Activity:
In the passage on the Wolff–Chaikoff effect, what process does excess iodide transiently inhibit?
Top of Extracted text
The most likely mechanisms of AIH are an enhanced susceptibility to the inhibitory effect of iodine on thyroid hormone synthesis and the inability of the thyroid gland to escape from the Wolff-Chaikoff effect after an iodine load in patients with preexisting Hashimoto thyroiditis. In addition, iodine-induced damage to the thyroid follicles may accelerate the natural trend of Hashimoto thyroiditis toward hypothyroidism. Patients without underlying thyroid abnormalities are postulated to have subtle defects in iodine organification that lead to decreased thyroid hormone synthesis, peripheral down regulation of thyroid hormone receptors, and subsequent hypothyroidism.
The Wolff–Chaikoff effect is an autoregulatory phenomenon that inhibits organification in the thyroid gland, the formation of thyroid hormones inside the thyroid follicle, and the release of thyroid hormones into the bloodstream. This becomes evident secondary to elevated levels of circulating iodide. The Wolff–Chaikoff effect is an effective means of rejecting a large quantity of imbibed iodide, and therefore preventing the thyroid from synthesizing large quantities of thyroid hormone. Excess iodide transiently inhibits thyroid iodide organification.
Bottom of Extracted text
Top of Data section
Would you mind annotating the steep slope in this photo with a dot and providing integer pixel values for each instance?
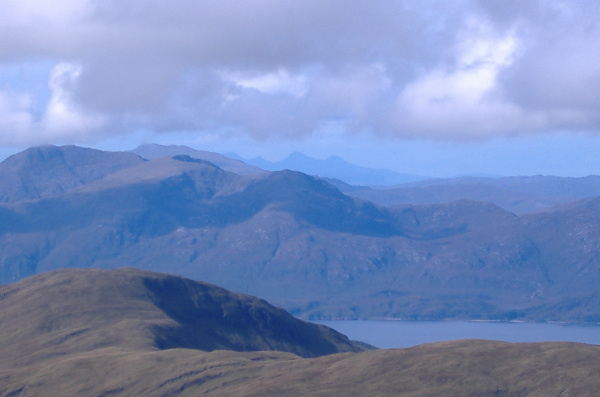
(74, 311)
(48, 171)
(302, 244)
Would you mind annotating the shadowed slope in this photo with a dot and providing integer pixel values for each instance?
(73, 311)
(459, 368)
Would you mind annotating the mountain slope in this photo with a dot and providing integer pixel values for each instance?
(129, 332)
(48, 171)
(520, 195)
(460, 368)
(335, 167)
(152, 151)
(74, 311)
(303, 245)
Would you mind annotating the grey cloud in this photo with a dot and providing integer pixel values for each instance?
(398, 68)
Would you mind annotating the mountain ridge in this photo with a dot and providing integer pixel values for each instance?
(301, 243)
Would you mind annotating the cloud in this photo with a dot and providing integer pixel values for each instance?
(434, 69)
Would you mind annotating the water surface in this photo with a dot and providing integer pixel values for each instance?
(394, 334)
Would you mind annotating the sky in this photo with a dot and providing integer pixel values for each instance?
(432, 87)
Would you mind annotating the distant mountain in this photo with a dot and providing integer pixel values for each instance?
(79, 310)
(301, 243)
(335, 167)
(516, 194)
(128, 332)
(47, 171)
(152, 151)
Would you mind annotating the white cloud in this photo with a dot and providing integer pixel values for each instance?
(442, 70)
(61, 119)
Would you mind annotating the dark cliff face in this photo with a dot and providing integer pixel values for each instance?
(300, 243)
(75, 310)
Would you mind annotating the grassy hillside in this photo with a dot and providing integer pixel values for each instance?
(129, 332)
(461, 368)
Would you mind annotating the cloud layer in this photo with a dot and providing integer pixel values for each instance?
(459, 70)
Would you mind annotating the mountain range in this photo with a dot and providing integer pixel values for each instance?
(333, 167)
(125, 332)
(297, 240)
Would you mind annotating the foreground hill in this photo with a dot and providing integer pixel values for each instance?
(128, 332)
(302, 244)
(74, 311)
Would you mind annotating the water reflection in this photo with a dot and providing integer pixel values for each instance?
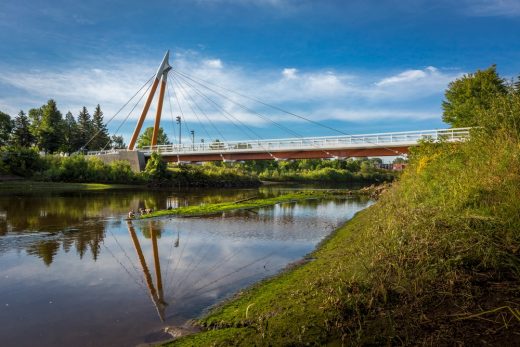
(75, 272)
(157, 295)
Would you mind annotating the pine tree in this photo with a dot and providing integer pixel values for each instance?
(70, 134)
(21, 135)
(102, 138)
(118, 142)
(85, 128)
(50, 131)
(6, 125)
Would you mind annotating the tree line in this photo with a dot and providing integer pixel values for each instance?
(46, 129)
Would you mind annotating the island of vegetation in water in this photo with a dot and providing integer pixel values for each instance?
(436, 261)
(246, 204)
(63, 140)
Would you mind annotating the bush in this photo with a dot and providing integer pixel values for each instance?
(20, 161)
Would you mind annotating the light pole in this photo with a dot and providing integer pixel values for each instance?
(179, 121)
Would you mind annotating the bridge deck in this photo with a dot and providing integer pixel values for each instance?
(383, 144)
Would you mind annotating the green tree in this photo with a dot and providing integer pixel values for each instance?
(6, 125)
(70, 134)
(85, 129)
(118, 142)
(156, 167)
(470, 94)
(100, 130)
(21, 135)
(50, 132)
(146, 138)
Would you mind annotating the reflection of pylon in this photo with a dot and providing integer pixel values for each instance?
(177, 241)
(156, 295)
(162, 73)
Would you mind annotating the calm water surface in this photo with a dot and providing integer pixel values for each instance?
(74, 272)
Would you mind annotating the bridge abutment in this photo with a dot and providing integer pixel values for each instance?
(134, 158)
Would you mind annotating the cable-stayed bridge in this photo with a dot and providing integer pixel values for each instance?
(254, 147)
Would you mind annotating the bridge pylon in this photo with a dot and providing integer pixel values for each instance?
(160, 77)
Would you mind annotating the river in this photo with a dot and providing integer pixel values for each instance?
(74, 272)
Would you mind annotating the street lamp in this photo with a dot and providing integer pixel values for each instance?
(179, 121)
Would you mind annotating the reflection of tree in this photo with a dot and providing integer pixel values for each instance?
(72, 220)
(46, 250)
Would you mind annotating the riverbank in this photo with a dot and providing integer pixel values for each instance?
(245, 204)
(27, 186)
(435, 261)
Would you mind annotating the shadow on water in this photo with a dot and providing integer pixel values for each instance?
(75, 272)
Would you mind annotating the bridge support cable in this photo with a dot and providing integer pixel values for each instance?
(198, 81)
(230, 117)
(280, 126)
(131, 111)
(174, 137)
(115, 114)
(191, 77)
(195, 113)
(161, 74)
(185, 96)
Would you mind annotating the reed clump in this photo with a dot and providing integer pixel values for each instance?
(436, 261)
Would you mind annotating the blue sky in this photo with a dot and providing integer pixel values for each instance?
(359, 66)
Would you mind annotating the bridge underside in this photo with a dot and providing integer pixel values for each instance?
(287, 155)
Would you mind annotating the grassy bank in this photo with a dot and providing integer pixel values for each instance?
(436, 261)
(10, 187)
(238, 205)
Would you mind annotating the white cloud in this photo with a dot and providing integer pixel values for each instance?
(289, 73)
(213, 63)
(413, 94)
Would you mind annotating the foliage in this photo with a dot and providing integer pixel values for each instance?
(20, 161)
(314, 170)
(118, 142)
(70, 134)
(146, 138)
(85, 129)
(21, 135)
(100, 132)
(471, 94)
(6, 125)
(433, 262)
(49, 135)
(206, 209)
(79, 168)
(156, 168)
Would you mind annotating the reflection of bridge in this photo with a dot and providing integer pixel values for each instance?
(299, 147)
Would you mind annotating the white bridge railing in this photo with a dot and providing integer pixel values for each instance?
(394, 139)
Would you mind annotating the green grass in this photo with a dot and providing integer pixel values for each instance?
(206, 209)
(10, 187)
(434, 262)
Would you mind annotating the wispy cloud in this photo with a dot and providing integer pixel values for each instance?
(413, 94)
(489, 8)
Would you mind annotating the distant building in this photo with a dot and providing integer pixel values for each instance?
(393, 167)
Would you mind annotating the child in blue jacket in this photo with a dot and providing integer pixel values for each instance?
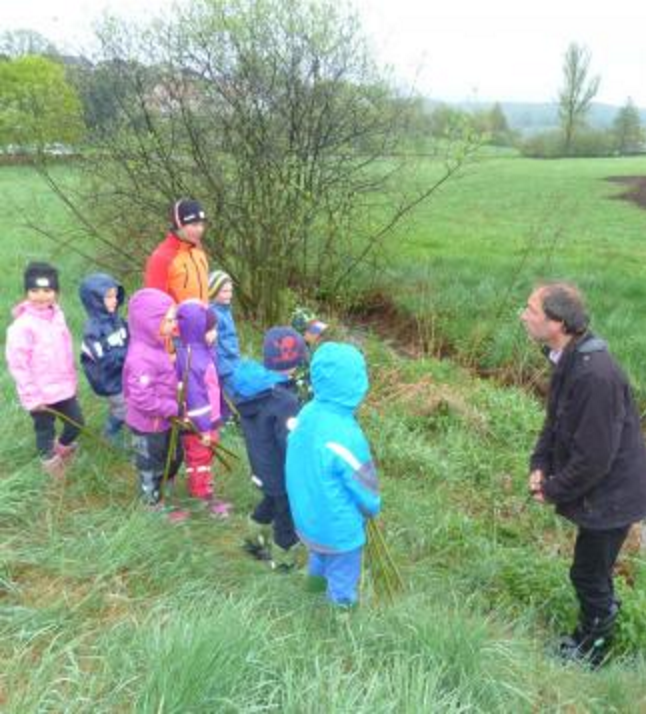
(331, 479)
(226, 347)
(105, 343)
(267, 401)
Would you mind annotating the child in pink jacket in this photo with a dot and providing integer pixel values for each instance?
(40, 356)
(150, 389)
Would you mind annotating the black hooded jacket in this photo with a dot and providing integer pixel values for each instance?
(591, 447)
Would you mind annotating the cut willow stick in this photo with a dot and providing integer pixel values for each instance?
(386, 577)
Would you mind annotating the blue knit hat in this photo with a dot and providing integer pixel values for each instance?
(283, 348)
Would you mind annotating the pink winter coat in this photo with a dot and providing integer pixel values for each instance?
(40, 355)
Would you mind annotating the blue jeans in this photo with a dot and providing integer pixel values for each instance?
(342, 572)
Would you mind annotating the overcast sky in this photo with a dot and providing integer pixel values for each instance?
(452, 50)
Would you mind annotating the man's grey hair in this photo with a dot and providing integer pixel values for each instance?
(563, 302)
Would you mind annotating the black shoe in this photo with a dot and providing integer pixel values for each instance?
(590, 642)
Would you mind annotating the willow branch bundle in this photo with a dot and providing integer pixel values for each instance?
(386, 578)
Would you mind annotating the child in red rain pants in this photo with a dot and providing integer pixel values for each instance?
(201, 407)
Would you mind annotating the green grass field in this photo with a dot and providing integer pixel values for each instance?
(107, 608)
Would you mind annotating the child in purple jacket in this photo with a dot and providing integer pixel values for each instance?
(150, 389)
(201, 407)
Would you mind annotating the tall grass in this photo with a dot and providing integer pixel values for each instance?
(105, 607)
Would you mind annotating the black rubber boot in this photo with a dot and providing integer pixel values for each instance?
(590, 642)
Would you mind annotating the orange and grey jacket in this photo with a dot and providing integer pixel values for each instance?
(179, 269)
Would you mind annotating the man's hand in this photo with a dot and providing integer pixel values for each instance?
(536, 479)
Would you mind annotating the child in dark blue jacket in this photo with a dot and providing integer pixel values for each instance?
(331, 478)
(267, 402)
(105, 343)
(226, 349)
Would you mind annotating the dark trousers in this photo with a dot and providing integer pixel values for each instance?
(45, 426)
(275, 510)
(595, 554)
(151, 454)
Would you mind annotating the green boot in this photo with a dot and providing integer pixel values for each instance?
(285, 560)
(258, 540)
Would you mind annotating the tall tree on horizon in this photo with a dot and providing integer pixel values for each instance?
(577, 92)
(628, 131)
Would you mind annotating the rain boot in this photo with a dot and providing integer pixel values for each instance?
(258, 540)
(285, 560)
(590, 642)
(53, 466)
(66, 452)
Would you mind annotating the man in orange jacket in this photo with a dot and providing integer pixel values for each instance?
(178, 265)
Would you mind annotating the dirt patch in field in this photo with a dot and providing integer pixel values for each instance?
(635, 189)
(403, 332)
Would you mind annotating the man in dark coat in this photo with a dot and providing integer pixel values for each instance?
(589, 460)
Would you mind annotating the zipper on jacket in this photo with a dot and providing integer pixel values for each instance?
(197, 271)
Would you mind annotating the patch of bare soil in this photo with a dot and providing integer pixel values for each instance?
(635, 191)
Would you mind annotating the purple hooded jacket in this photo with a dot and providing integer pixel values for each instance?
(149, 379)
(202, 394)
Bottom of Data section
Top of Data section
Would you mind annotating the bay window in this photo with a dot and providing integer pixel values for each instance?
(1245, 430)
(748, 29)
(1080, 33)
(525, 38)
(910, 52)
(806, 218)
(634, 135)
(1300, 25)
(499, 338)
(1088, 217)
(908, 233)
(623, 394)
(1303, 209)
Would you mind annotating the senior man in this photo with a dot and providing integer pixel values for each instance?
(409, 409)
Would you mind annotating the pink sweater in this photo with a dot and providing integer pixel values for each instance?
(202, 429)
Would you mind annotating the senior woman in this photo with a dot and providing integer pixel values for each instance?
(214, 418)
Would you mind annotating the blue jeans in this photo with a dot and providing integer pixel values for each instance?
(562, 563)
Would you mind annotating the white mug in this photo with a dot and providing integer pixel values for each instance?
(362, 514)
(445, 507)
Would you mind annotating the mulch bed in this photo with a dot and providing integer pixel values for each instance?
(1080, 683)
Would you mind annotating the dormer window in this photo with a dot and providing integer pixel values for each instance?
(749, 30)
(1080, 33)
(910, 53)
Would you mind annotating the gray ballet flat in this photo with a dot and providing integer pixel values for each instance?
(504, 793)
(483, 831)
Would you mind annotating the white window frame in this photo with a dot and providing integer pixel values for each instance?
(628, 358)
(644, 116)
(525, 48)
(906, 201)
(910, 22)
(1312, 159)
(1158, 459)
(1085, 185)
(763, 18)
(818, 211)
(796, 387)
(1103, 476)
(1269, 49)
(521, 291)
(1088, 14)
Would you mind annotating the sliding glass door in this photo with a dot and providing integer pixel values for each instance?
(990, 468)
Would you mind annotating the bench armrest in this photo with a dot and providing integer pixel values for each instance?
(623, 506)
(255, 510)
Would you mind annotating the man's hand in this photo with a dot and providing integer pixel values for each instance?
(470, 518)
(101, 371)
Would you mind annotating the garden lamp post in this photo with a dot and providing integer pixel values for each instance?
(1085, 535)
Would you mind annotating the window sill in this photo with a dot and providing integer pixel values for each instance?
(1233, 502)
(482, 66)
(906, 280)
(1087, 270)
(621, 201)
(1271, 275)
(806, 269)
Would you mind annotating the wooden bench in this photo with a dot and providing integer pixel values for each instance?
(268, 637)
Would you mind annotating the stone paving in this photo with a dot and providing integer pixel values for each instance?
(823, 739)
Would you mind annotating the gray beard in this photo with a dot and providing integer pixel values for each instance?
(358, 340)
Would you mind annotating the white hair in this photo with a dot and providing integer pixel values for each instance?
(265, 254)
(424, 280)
Bottom of Data section
Exercise response:
Thyroid iodide organification.